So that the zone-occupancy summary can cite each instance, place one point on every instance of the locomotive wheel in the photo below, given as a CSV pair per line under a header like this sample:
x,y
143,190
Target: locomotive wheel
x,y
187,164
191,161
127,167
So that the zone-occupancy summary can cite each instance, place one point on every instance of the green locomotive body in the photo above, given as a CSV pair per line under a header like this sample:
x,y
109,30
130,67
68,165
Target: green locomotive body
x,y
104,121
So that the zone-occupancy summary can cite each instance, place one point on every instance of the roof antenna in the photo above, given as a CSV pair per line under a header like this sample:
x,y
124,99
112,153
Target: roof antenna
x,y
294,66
===============
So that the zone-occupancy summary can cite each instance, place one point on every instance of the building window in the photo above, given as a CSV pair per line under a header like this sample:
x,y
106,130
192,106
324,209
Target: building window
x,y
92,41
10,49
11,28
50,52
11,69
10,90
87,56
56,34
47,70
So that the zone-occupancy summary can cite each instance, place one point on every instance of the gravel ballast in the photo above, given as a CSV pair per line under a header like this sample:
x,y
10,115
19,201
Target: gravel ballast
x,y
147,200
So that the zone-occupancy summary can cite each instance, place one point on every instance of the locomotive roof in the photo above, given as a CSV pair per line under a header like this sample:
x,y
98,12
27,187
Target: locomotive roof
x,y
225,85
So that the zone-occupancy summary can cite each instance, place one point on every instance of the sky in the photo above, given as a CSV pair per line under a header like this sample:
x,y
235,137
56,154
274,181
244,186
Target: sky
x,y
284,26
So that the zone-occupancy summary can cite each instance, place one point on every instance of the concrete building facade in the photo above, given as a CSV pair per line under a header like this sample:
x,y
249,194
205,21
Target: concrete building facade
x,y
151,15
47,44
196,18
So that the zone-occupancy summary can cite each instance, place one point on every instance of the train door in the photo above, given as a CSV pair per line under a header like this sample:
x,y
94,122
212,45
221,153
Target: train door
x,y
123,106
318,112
===============
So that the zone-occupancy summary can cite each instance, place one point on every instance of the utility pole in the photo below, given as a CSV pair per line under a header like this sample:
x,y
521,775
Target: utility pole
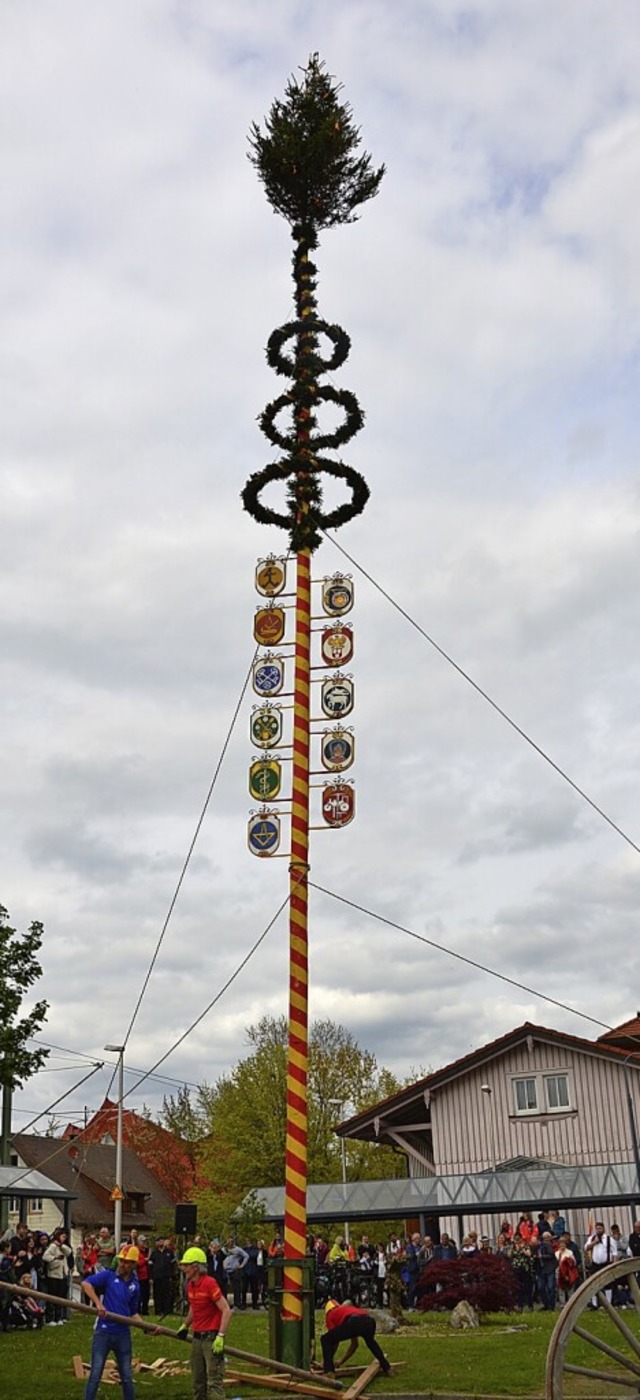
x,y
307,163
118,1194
===============
**Task brief:** Please return every line of the records that contains the word "below".

**Written response:**
So that the zone-occupancy summary can cite each instance, place one point on every instance of the locomotive wheel in the photo below, given as a CSV pair per line under a header like this sample:
So that the zone-occupancy summary can cite each instance, place one point on every instance of the utility pole in the photo below, given as a CSV pair per line under a header like this sample:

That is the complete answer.